- To do -
Tally the lines in the records below that contain the string "bucket", and give only that number.

──────── Material provided

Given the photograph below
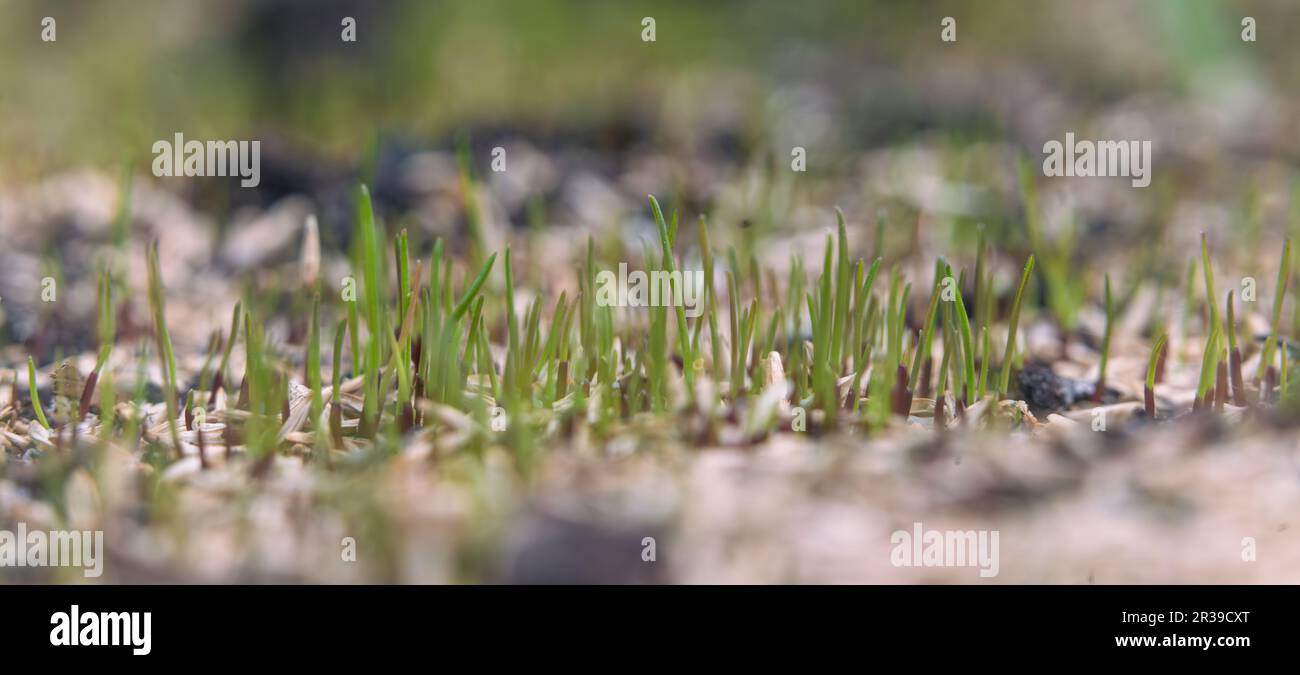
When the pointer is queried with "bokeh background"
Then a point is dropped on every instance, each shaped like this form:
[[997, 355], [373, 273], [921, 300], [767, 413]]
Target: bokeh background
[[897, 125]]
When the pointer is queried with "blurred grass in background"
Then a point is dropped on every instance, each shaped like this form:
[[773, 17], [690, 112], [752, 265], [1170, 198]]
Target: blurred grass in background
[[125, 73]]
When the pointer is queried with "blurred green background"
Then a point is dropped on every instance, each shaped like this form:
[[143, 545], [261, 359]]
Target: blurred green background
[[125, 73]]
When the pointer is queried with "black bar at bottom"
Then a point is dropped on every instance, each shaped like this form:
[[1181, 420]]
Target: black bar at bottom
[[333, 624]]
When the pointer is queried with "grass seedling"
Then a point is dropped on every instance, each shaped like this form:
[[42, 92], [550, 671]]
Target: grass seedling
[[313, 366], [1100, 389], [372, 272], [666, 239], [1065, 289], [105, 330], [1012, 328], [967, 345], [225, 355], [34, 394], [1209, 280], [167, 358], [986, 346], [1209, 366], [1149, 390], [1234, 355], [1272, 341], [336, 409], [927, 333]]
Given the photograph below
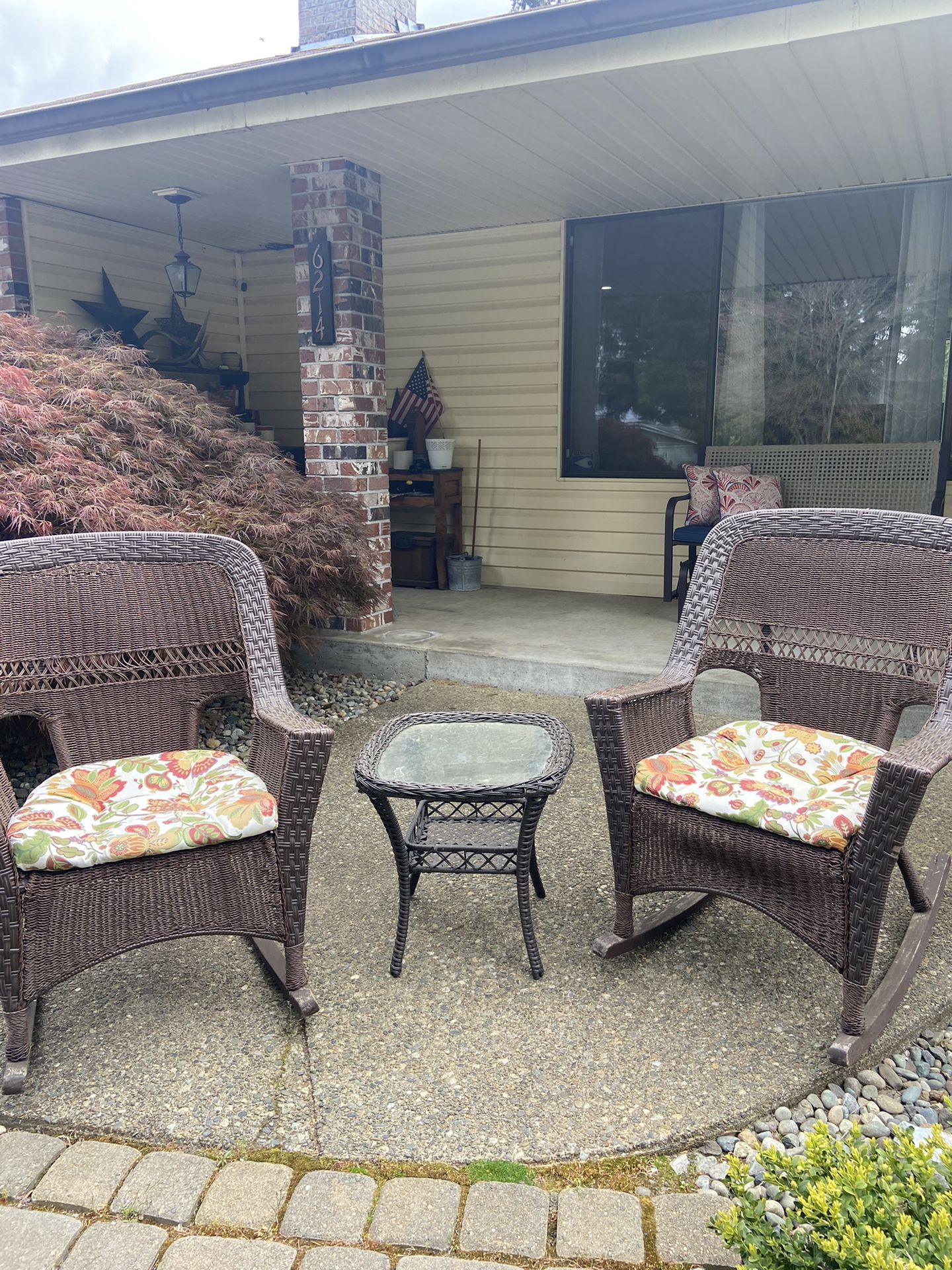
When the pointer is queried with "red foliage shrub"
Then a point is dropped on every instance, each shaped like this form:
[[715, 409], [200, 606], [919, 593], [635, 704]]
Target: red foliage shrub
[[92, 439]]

────────────────
──────── Material provided

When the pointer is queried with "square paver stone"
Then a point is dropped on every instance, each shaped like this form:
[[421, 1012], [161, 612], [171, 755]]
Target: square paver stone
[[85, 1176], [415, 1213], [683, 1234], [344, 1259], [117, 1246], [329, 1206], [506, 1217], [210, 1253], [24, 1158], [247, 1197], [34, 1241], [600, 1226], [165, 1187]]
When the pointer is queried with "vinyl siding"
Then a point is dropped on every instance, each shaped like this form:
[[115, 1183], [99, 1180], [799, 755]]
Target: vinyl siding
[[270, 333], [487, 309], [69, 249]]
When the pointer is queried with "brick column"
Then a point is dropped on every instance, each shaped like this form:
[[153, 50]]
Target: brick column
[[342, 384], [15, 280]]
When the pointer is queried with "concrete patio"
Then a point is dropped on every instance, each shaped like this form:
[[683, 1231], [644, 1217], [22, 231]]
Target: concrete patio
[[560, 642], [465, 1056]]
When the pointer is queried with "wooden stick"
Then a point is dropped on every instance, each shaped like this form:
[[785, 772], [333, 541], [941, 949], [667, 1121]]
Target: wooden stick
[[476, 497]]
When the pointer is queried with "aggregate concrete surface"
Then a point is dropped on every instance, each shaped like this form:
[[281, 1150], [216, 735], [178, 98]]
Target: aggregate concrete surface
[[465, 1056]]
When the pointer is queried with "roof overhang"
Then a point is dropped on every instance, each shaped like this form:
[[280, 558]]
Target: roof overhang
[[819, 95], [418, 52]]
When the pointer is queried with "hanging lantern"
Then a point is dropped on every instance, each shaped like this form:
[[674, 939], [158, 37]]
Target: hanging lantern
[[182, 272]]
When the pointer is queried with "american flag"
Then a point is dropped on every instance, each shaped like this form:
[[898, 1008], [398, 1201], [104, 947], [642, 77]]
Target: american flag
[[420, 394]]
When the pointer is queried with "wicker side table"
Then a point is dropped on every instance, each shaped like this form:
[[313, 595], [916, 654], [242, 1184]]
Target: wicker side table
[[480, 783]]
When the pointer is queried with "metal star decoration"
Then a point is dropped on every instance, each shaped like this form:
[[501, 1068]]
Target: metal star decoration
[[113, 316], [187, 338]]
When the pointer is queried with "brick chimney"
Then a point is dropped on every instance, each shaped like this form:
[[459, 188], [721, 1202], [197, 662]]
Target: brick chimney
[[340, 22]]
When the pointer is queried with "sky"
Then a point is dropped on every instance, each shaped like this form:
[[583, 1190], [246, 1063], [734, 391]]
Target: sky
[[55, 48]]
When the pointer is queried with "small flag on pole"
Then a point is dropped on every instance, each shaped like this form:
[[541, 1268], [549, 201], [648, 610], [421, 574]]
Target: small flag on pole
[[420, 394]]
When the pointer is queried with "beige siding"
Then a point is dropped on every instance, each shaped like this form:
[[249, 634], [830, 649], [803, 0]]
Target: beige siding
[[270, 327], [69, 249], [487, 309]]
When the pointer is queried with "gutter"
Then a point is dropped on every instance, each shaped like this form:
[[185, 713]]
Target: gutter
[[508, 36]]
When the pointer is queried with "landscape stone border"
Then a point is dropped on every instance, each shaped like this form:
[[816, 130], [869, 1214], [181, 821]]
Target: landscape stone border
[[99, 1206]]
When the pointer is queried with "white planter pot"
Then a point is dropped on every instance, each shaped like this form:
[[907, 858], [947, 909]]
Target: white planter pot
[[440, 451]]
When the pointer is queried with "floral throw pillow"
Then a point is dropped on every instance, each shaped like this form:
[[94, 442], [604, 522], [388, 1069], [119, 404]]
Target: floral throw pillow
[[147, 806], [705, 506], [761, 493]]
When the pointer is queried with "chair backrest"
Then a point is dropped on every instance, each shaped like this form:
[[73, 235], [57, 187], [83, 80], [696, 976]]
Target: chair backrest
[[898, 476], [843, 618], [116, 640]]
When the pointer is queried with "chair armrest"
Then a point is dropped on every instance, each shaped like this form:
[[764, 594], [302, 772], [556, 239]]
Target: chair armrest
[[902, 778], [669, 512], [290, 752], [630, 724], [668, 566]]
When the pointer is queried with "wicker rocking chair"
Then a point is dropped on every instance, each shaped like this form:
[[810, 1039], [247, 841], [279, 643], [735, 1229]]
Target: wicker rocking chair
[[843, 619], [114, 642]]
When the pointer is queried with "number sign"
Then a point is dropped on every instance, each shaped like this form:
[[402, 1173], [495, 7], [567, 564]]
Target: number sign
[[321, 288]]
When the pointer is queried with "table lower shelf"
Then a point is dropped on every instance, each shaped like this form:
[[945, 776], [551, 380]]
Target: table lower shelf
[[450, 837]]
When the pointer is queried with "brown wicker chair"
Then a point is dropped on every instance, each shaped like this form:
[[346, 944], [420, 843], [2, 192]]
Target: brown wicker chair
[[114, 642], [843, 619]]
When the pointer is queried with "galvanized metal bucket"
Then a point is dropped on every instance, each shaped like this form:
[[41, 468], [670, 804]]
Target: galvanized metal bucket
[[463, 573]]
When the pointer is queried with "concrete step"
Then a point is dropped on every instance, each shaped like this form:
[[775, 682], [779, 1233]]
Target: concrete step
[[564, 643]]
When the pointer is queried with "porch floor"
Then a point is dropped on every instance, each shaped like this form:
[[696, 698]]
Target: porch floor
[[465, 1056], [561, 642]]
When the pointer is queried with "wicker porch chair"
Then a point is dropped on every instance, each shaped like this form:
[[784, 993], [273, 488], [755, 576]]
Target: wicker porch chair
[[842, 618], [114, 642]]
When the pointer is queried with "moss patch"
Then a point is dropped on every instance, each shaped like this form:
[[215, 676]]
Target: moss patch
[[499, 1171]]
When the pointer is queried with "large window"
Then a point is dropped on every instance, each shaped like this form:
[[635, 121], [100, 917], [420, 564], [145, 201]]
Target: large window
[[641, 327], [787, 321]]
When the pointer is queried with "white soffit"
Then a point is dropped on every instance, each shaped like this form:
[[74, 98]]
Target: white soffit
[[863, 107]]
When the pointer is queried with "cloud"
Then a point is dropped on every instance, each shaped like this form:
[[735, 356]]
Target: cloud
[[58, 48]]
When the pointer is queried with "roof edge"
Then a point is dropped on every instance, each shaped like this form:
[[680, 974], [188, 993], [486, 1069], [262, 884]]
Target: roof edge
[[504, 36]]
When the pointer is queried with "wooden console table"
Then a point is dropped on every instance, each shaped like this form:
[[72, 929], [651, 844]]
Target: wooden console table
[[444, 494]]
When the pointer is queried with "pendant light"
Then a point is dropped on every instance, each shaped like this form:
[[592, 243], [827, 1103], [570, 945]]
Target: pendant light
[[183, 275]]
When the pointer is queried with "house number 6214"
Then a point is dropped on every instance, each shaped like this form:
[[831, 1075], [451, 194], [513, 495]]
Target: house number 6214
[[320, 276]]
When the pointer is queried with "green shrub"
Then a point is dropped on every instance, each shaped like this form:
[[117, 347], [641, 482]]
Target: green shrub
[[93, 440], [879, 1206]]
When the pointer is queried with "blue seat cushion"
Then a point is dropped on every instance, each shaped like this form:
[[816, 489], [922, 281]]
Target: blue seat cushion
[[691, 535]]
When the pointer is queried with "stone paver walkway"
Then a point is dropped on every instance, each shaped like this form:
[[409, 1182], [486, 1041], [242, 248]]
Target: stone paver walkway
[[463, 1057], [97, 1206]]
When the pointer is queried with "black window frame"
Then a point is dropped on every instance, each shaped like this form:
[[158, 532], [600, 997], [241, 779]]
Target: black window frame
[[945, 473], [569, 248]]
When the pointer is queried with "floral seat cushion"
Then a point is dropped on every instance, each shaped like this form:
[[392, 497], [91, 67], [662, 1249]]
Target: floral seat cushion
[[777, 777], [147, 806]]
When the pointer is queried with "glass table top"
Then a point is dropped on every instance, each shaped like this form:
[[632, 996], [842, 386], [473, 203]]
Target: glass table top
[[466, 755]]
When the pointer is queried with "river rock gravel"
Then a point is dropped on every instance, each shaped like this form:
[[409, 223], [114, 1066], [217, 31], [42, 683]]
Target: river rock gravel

────────────────
──────── Material provided

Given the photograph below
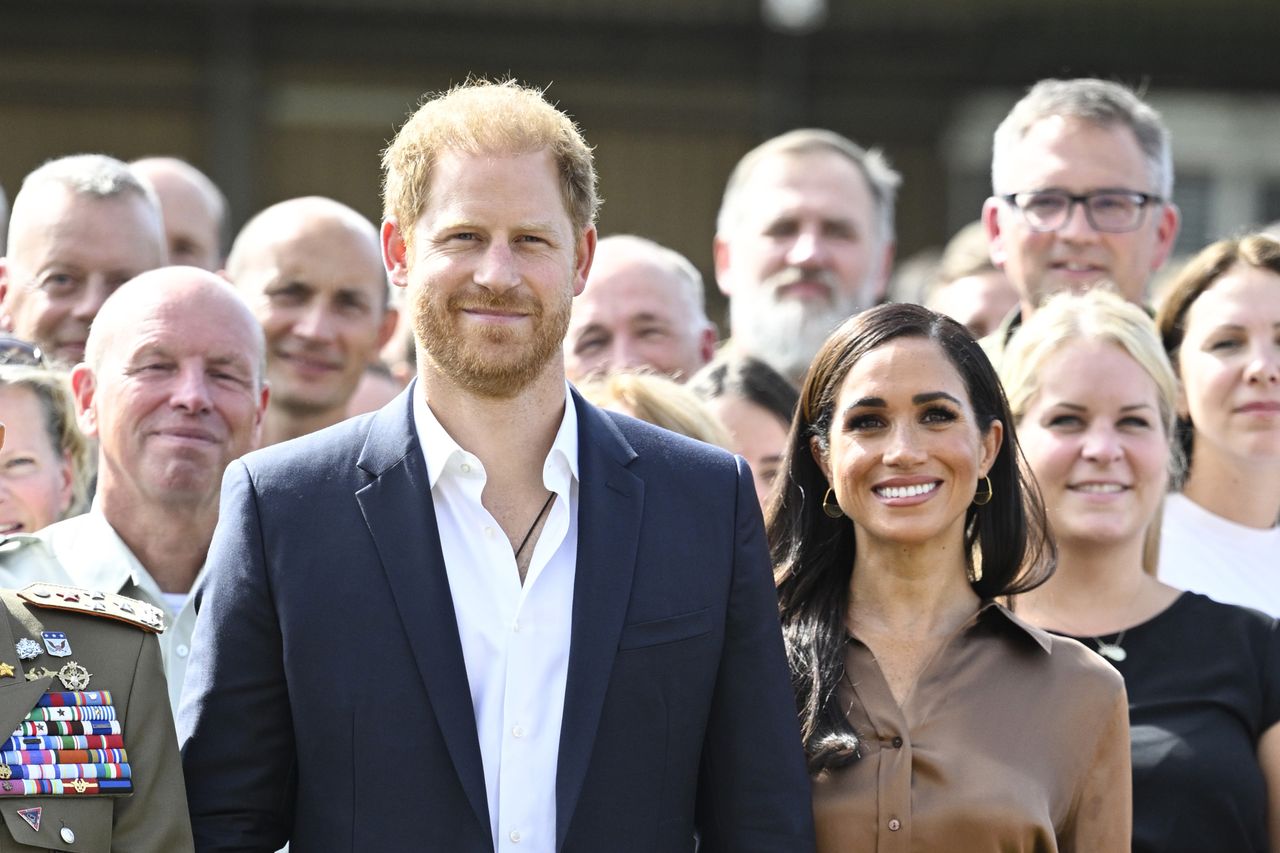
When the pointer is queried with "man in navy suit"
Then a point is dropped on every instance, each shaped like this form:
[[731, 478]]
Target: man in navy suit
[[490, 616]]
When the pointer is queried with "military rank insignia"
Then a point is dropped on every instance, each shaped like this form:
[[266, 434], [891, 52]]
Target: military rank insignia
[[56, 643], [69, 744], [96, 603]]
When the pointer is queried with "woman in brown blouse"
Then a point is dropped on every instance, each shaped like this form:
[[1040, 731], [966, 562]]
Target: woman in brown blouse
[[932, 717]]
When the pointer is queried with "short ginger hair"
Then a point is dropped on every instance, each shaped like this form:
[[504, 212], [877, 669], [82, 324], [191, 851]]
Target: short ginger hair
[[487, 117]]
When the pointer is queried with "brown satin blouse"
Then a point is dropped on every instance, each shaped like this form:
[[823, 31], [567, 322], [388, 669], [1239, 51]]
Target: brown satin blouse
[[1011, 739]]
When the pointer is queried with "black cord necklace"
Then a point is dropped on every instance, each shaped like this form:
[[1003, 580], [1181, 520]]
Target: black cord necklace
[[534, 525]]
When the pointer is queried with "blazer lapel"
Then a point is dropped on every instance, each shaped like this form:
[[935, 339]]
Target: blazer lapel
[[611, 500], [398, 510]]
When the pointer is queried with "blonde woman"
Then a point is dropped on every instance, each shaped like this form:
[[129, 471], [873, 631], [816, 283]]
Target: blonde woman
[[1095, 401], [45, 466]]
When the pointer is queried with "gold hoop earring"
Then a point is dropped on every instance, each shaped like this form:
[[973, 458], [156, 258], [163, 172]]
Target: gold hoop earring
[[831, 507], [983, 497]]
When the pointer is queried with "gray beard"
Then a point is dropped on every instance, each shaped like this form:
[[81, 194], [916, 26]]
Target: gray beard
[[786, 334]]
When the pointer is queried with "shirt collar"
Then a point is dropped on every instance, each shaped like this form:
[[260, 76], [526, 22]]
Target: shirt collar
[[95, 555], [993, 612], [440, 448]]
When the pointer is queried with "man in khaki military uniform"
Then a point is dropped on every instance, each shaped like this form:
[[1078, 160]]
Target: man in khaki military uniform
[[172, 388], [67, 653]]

────────────────

- Reply to the exercise -
2